━━━ PROVIDED RECORDS ━━━

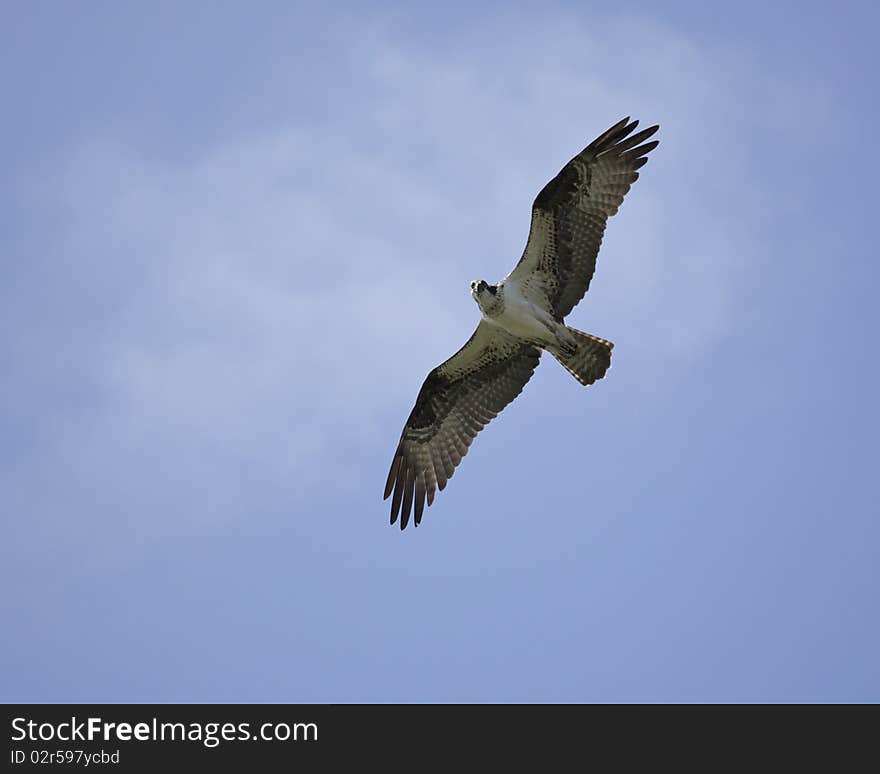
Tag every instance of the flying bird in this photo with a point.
(521, 316)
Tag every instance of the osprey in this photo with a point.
(521, 316)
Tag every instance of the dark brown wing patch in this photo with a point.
(570, 213)
(457, 399)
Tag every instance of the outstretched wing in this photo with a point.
(458, 399)
(569, 216)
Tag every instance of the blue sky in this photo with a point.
(235, 239)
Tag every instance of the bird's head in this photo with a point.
(483, 293)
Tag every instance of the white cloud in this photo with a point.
(283, 293)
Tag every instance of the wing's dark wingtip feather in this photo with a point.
(392, 474)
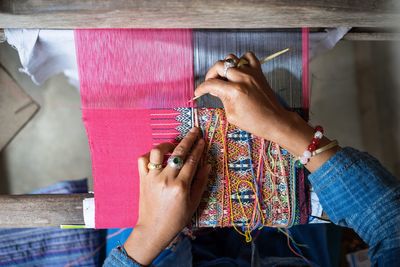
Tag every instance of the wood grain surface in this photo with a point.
(41, 210)
(197, 14)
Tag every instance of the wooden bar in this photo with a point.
(41, 210)
(68, 14)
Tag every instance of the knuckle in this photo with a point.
(156, 151)
(192, 160)
(180, 186)
(250, 53)
(180, 149)
(230, 56)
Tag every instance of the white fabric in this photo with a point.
(44, 53)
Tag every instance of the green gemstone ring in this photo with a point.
(175, 162)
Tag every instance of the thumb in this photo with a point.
(215, 87)
(199, 185)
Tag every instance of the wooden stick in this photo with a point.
(243, 61)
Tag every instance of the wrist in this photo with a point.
(295, 135)
(143, 246)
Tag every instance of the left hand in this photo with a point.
(168, 197)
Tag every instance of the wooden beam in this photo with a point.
(372, 36)
(41, 210)
(68, 14)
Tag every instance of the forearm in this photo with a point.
(356, 191)
(294, 134)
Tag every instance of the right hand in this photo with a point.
(251, 105)
(249, 101)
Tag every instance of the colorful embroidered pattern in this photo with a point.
(252, 182)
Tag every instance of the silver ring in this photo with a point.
(154, 166)
(175, 162)
(229, 63)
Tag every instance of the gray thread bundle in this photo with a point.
(283, 73)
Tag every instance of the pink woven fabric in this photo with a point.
(124, 74)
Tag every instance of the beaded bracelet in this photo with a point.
(307, 154)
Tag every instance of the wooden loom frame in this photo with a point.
(376, 20)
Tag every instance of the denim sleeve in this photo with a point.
(355, 190)
(119, 258)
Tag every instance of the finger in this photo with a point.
(192, 161)
(252, 59)
(199, 185)
(217, 71)
(143, 161)
(157, 153)
(215, 87)
(182, 150)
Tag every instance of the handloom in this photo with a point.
(135, 87)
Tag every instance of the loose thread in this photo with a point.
(299, 253)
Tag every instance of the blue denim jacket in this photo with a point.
(355, 191)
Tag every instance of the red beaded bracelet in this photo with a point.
(307, 154)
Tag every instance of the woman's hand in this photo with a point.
(168, 197)
(249, 102)
(251, 105)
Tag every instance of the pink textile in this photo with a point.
(124, 76)
(305, 69)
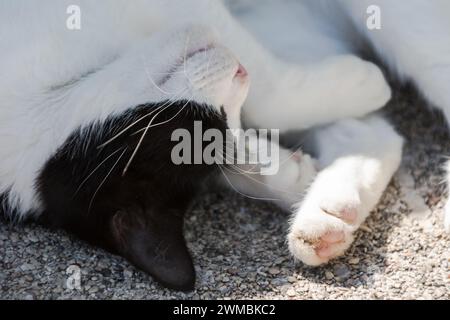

━━━

### [DIRECTIONS]
Identify every line in the records above that contains the word "pink", and copy each such line. Case counts when matching.

### [RESPONSE TO THE TASK]
Tag every instance of the pink woven fabric in this photo with a point.
Tag every instance of the pink textile in this photo with a point.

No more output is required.